Given instruction: Retype the data below character for character, starting with its first line and ending with the line that contains "point(370, 342)", including both of those lines.

====== Extracted information ======

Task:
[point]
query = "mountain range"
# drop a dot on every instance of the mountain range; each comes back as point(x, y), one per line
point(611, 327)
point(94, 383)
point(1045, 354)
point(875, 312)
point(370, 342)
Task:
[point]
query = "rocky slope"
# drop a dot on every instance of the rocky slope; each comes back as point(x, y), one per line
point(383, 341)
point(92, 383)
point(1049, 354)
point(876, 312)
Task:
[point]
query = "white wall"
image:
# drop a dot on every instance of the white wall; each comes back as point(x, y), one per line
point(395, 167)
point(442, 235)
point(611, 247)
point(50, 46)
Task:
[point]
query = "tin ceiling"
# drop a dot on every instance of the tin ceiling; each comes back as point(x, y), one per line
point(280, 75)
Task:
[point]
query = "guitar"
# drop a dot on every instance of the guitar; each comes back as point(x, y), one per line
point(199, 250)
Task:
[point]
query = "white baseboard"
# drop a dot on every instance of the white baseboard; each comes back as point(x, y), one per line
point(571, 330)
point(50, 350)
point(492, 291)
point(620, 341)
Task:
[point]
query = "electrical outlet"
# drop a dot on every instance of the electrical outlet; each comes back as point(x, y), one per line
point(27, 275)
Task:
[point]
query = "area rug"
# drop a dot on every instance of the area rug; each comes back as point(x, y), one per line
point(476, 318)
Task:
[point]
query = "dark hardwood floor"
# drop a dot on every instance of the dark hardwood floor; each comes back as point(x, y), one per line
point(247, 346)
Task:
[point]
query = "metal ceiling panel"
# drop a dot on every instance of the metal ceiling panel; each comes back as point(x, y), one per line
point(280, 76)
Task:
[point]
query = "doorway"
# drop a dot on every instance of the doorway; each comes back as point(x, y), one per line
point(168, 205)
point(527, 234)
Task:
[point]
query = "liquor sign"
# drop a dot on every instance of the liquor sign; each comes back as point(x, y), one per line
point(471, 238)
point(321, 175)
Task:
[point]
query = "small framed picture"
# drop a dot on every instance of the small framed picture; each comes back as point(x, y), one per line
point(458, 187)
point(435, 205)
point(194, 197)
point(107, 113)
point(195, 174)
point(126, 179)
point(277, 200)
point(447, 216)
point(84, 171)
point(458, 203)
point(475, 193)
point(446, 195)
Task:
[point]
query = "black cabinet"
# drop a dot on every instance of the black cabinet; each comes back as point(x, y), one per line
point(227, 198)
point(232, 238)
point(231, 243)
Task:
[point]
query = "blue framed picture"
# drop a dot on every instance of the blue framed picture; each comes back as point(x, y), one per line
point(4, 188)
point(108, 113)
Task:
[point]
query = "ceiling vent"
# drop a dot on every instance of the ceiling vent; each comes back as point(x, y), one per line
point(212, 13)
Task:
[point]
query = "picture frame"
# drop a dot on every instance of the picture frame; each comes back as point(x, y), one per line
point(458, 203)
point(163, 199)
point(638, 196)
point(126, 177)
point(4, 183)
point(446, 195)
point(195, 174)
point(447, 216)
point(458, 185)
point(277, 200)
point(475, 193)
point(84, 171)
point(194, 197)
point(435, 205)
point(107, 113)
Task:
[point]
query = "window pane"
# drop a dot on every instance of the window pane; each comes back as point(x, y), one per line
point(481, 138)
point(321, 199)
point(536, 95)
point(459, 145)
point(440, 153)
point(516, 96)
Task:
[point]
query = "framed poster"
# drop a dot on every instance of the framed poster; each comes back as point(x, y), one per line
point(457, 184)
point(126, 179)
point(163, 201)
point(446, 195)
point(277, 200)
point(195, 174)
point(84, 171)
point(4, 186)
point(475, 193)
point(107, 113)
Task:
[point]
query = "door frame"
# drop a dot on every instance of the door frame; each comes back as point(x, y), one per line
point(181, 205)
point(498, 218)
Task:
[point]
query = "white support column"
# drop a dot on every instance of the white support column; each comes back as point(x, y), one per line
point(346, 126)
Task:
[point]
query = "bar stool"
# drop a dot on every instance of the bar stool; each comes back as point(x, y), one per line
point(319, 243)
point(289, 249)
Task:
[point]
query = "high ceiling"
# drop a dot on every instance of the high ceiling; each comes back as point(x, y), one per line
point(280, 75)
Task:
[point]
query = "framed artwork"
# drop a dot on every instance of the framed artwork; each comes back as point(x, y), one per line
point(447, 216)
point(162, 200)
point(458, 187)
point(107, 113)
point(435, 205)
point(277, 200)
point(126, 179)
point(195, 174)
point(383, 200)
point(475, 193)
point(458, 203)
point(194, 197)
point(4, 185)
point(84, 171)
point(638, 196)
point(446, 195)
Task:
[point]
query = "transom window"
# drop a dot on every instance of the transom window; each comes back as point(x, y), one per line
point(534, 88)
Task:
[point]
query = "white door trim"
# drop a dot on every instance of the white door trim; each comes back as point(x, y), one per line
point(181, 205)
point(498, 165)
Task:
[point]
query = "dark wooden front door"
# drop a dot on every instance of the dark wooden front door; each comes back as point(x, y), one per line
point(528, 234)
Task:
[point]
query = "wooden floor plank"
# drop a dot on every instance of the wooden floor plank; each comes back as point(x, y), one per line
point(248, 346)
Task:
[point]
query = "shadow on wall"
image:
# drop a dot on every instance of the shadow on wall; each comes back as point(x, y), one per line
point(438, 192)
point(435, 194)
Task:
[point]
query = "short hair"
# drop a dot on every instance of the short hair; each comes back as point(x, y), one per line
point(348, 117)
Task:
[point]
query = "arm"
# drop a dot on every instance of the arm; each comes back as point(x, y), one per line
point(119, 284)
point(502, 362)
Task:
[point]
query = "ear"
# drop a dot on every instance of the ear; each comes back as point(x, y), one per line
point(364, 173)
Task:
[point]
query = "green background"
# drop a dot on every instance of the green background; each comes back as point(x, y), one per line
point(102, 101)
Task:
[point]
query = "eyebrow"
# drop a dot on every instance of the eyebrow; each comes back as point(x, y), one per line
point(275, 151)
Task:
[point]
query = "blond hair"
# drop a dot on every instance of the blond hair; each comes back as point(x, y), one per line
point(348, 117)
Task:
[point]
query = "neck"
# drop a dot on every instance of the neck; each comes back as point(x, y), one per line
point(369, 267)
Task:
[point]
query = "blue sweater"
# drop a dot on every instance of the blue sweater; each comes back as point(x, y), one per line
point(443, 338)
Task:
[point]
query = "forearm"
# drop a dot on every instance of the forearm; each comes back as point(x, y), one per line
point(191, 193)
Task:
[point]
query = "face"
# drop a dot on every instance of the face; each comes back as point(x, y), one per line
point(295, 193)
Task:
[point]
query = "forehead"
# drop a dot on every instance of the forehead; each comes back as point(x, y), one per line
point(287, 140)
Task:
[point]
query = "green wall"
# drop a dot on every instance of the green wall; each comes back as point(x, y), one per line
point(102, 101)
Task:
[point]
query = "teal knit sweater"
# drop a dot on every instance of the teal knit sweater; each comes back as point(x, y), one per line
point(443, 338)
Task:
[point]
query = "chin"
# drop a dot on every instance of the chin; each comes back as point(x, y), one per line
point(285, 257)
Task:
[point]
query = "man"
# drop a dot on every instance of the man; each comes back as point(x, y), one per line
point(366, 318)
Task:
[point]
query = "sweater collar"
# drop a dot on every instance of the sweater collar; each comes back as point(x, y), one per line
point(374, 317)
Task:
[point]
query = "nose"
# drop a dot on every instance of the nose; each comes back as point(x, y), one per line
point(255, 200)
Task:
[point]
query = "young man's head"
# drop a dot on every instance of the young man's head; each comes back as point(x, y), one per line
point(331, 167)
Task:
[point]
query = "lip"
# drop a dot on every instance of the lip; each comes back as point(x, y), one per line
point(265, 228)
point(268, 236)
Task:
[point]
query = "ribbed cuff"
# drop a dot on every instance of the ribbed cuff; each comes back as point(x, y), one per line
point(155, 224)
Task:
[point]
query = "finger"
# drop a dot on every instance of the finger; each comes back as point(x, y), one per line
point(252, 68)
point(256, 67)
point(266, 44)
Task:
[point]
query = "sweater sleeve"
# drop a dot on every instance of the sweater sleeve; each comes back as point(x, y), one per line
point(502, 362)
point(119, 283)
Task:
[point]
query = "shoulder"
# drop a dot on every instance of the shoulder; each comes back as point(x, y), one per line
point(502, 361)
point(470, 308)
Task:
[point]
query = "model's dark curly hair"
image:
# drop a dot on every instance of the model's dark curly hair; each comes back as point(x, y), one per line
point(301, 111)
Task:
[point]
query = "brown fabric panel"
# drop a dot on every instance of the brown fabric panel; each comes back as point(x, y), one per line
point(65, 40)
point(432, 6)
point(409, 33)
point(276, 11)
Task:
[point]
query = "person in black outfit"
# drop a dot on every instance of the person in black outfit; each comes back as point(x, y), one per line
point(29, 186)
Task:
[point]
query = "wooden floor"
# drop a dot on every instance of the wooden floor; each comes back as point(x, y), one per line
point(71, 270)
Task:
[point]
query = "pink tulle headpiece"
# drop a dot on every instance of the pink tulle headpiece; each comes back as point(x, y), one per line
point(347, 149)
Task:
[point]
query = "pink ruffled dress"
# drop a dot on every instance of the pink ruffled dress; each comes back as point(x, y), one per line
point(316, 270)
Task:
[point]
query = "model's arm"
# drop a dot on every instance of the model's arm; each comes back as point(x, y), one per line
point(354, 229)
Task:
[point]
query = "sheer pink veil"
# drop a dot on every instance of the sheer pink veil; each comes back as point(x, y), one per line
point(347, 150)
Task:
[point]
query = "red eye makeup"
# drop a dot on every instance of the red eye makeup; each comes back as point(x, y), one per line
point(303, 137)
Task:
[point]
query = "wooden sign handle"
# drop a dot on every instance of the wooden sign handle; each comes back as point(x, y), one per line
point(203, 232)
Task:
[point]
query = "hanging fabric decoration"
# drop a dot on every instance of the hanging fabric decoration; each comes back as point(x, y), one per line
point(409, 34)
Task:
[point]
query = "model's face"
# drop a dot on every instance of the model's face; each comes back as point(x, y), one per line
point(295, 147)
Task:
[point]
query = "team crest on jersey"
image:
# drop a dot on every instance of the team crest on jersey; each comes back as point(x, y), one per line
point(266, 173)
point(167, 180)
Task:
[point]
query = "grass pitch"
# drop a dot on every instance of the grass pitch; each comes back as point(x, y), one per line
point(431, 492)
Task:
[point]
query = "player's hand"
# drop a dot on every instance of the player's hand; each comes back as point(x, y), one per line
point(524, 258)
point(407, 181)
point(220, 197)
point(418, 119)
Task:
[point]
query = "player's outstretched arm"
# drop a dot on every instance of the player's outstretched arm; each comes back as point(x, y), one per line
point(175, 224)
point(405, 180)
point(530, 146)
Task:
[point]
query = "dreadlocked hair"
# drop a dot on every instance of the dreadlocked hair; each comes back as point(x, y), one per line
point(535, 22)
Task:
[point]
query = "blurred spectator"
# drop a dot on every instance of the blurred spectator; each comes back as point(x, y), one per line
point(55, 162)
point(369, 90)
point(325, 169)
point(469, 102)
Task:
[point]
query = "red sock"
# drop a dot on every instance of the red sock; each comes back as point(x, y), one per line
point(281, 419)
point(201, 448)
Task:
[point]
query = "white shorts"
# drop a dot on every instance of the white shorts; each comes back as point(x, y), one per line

======

Correct output:
Task:
[point]
query = "mountain range"
# drop a dot on every instance of the mountain range; each comes back as point(x, y), one per line
point(611, 327)
point(94, 383)
point(1045, 354)
point(875, 312)
point(370, 342)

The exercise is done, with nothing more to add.